START Records
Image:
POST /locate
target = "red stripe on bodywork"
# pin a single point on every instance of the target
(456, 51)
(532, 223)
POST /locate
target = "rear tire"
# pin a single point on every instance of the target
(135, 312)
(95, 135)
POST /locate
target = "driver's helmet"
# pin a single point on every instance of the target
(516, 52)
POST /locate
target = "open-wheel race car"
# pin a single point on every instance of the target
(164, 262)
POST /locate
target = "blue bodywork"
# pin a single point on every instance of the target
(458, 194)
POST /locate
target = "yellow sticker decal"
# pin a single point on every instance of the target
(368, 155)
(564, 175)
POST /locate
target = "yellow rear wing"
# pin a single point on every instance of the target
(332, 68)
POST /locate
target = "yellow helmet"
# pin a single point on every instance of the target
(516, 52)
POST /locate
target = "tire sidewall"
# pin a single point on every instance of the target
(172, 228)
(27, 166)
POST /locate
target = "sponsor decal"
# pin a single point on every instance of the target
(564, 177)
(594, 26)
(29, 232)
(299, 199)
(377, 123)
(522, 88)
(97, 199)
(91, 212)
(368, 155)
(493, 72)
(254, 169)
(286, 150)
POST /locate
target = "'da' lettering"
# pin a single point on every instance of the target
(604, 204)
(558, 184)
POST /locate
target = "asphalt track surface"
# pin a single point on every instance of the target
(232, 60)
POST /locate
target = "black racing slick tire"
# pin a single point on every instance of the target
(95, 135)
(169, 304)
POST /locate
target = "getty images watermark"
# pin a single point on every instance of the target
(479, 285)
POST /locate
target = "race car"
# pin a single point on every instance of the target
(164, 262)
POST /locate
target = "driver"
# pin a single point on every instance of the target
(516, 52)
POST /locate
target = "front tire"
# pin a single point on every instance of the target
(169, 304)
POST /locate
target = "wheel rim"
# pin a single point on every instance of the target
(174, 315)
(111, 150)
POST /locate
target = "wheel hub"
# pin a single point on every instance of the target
END Records
▸ Your goal:
Reprint the entire listing exactly.

▸ Exercise output:
Image:
POST /locate
target = "red stripe on bodywork"
# pin a single point on every instance of the target
(456, 51)
(532, 223)
POST /locate
target = "rear tire"
# pin a single point on every instance of the target
(135, 312)
(95, 135)
POST /locate
target = "driver's helmet"
# pin a single point on every instance of the target
(516, 52)
POST /locate
target = "open-wheel race car"
# pin a single point on every instance of the target
(164, 262)
POST /locate
target = "blue bodywork"
# pin a single point on every instance of the target
(458, 194)
POST /locate
target = "yellow sticker decal"
# pin a single point on every instance of the target
(368, 155)
(564, 175)
POST /locate
target = "yellow rear wing"
# pin a single point on every instance of the target
(332, 68)
POST /locate
target = "yellow helmet"
# pin a single point on every instance of the target
(516, 52)
POST /locate
target = "tire sidewall"
# pin a single point on every instance of the target
(172, 228)
(27, 166)
POST /locate
target = "sponsor decal"
# pin a single point on every instance of the target
(564, 177)
(594, 26)
(29, 232)
(299, 199)
(377, 123)
(522, 88)
(97, 199)
(91, 212)
(368, 155)
(493, 72)
(254, 169)
(286, 150)
POST /locate
target = "'da' lettering"
# pin a single point on every instance of the target
(604, 204)
(558, 184)
POST /locate
target = "asphalt track surface"
# pin a single point on every instance of the target
(232, 60)
POST /locate
target = "black racing slick tire"
# pin a single point on every instance of the target
(95, 135)
(169, 304)
POST /locate
target = "getty images watermark"
# pin a single point on every instance of the target
(479, 285)
POST /locate
target = "race car"
# pin a single point on every instance of the target
(164, 262)
POST /locate
target = "driver"
# pin a single point on every instance of the target
(516, 52)
POST /locate
target = "front tire"
# pin a single point on every instance of the target
(169, 304)
POST /locate
target = "wheel rim"
# pin a single point on every instance of the target
(174, 315)
(111, 150)
POST /locate
target = "wheel hub"
# pin a single point on every instance of the target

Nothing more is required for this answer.